§ **Stated goal**: Copy the lines below word for word, starting at the line containing "Reviewer note: every instance of the hairstylist's hand" and ending at the line containing "[[177, 62]]", both included.

— START Provided material —

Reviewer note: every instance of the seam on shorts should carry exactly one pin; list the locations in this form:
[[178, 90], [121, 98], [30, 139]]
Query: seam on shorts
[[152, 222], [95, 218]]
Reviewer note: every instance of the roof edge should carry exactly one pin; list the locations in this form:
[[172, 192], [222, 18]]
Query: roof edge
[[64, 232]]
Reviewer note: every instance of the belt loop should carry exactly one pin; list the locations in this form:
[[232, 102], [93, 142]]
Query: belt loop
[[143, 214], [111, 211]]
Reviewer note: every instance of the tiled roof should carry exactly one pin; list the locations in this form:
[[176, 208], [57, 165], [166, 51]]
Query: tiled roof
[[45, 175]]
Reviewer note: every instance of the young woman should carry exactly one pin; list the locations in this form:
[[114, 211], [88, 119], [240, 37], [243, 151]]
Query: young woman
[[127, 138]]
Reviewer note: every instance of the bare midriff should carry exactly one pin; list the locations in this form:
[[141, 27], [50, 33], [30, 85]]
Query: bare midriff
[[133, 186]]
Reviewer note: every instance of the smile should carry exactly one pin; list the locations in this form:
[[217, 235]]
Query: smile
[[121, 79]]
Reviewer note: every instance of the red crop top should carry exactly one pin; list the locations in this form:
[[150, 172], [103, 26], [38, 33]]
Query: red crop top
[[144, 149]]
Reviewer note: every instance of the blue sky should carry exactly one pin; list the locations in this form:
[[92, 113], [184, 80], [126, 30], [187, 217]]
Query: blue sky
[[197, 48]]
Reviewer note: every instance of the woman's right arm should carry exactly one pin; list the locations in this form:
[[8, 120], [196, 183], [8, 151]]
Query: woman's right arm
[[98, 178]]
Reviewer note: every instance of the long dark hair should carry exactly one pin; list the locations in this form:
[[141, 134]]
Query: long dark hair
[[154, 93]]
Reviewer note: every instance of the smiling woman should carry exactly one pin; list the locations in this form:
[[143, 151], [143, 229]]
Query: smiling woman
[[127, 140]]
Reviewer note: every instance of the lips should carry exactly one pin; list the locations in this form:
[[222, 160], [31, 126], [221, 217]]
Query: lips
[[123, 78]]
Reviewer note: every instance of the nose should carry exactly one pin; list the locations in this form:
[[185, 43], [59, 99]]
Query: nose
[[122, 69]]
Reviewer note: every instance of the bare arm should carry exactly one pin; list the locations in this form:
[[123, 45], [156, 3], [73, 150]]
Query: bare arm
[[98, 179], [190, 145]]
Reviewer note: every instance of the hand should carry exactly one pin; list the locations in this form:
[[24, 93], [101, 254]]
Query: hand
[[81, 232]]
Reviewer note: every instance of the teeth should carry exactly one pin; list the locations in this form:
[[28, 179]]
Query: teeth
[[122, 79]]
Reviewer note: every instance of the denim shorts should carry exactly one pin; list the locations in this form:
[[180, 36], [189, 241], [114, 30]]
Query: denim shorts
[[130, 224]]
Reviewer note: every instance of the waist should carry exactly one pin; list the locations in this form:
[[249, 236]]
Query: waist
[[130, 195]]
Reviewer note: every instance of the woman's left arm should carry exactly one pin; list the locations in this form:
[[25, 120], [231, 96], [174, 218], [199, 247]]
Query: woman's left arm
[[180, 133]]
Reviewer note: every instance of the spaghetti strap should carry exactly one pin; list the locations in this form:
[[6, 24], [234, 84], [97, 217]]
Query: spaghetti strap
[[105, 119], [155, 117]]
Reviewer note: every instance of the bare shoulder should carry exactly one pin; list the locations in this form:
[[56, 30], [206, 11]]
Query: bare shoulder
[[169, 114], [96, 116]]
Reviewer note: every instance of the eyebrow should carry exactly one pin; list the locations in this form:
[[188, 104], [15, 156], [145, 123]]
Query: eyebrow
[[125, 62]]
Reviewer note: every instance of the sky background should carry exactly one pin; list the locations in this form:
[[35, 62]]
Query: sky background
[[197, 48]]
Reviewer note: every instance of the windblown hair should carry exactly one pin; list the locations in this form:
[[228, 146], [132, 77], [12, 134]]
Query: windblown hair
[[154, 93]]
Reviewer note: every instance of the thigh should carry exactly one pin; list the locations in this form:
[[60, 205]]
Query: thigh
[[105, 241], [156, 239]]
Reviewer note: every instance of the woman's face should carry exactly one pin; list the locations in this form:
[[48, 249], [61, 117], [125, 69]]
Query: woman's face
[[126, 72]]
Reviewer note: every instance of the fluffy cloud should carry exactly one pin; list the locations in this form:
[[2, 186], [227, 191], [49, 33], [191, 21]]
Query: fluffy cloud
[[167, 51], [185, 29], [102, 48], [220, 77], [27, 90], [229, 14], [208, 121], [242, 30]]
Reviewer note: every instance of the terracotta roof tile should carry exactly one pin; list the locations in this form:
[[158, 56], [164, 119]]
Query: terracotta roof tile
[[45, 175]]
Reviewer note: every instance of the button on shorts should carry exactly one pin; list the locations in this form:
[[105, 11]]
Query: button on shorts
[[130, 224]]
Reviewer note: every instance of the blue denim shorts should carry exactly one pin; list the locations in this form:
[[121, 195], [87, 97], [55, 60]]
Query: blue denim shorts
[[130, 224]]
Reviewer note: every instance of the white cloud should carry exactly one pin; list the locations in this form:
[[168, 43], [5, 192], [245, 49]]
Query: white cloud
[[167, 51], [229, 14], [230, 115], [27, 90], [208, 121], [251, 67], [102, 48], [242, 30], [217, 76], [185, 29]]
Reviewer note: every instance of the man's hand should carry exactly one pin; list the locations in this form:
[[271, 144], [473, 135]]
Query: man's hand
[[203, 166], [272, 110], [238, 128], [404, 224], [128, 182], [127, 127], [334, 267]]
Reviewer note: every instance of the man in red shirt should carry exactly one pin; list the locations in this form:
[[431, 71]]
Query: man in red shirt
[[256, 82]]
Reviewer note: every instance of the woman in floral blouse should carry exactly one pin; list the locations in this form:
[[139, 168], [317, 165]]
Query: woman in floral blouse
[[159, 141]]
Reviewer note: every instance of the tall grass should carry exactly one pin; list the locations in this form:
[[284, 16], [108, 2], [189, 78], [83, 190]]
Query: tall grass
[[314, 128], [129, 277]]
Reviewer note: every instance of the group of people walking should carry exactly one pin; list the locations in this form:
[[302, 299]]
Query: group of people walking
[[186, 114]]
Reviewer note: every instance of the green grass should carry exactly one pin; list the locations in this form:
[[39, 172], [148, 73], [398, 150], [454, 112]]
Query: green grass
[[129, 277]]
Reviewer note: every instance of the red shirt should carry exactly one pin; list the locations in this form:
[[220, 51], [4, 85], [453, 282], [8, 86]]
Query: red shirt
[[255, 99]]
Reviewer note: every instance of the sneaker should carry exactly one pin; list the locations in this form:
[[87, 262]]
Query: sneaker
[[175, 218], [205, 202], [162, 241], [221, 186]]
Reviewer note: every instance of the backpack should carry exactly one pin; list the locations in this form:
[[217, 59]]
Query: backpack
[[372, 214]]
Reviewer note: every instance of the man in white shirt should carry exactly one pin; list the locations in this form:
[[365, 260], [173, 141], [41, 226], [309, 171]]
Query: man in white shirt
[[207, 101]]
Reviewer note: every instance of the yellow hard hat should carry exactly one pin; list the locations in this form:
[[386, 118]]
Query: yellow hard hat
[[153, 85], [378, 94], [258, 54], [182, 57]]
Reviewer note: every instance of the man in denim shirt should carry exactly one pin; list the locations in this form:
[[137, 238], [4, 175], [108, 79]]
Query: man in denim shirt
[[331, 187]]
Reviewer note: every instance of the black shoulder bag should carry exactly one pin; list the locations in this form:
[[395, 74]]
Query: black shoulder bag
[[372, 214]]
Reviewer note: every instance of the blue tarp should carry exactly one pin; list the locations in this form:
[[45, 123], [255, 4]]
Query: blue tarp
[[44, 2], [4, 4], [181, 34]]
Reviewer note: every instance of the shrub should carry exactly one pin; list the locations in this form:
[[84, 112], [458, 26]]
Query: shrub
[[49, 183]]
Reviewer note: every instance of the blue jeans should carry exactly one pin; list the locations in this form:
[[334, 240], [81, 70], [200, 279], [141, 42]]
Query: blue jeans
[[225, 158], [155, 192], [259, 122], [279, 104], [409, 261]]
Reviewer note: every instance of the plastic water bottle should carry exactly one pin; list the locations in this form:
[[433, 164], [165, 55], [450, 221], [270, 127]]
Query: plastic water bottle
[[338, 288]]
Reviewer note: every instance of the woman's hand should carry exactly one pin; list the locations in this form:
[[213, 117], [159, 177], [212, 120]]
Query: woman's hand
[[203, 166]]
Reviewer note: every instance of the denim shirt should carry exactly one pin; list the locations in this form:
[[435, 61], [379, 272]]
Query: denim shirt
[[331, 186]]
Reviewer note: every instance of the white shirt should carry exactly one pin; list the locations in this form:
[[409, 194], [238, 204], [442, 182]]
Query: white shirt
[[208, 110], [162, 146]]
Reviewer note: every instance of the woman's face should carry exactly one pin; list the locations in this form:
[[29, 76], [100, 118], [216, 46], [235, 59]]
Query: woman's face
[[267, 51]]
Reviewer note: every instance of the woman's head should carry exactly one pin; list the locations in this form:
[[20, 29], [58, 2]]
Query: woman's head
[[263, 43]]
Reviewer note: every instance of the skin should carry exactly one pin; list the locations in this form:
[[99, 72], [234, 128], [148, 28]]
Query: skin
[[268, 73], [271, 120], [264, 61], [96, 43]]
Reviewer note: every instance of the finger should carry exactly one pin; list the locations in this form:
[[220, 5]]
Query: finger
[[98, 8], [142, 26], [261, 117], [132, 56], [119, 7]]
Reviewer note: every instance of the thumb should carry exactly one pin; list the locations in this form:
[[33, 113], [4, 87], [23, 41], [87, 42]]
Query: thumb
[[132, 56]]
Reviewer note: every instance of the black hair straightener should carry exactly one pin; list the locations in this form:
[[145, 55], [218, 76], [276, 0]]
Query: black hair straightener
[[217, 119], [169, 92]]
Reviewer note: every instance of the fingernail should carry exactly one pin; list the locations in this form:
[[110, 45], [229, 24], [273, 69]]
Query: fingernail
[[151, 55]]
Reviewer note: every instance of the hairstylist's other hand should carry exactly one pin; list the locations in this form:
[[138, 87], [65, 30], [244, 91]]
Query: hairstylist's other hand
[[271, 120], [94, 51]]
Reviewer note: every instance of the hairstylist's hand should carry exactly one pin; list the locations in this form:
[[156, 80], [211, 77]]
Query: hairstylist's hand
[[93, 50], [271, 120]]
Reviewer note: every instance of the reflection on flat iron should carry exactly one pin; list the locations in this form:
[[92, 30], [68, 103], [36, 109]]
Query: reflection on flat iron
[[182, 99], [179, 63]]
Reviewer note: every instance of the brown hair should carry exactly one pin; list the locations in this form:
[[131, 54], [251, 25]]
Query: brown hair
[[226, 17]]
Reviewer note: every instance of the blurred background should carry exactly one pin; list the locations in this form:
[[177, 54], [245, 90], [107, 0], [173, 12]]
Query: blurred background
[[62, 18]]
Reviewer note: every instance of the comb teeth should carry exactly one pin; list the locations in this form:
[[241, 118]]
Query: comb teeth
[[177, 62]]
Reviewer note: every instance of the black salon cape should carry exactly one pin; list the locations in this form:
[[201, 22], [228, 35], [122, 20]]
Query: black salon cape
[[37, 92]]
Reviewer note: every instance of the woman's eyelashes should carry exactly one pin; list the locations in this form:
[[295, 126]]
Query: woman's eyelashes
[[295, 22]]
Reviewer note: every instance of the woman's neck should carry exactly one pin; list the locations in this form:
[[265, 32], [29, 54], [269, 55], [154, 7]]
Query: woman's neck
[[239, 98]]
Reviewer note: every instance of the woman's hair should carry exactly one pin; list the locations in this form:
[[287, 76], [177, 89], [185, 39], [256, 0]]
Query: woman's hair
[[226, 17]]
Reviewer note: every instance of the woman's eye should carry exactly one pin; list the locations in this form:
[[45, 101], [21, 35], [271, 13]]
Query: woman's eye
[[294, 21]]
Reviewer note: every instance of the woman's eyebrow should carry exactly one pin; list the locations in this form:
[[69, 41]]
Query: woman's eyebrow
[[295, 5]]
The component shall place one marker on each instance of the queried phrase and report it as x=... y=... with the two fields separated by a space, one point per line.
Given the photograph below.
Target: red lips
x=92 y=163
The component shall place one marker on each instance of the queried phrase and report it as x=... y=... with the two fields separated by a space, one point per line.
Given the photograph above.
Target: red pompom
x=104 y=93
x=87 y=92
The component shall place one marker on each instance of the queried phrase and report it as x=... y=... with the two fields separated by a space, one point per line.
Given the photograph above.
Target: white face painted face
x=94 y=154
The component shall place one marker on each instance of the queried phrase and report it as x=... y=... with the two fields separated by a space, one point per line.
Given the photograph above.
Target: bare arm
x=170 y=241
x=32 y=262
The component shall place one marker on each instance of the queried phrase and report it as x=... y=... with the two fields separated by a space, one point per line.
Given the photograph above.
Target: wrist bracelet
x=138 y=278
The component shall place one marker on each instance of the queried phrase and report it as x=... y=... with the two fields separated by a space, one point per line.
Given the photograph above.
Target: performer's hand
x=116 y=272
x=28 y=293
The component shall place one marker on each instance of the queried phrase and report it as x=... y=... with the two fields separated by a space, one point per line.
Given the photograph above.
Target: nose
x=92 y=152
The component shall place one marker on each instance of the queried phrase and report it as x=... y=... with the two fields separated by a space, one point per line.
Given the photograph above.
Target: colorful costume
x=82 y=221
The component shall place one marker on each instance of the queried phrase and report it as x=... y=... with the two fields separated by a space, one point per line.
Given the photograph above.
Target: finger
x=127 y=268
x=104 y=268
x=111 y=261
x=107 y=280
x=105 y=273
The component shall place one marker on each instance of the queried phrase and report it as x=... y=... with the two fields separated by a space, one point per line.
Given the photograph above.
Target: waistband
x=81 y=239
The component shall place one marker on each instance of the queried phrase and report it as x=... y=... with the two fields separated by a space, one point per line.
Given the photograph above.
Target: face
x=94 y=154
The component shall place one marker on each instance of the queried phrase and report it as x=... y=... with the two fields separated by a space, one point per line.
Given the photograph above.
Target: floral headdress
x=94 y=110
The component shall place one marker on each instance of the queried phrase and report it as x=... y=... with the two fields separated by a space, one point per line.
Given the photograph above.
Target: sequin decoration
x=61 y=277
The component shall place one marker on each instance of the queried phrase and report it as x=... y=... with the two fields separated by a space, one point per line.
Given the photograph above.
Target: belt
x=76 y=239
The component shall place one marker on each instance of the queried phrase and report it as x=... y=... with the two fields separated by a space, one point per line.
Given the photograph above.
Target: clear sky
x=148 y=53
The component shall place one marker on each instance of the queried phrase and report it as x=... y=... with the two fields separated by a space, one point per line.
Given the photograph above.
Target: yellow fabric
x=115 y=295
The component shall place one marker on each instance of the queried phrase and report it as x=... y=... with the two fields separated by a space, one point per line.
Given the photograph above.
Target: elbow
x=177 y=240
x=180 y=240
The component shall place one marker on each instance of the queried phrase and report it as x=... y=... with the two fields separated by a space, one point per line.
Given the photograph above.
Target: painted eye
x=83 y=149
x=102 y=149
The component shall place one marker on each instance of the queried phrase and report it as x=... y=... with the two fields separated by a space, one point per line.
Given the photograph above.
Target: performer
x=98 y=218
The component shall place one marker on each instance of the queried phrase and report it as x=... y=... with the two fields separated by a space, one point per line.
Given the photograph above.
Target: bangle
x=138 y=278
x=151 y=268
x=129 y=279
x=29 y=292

— END Provided material —

§ **Exercise response**:
Reviewer note: every instance of the hairstylist's hand should carry exactly one pin; list the locations in this form:
[[156, 80], [211, 77]]
Query: hairstylist's hand
[[93, 50], [271, 120]]
Reviewer note: every instance of the reflection on flat iron should carry exactly one pin; list the locations in this form:
[[92, 30], [68, 103], [36, 109]]
Query: reflection on flat iron
[[182, 99], [179, 63]]
Reviewer note: every instance of the brown hair should carry exactly one pin; list the locations in this form:
[[131, 54], [251, 25]]
Query: brown hair
[[226, 17]]
Reviewer note: every instance of the blurred background should carry exactly one pin; list the locations in this form:
[[177, 54], [245, 90], [107, 0], [173, 12]]
Query: blurred background
[[62, 18]]
Reviewer note: every instance of the comb teeth should carry exactly one pin; list the locations in this form:
[[241, 118]]
Query: comb teeth
[[177, 62]]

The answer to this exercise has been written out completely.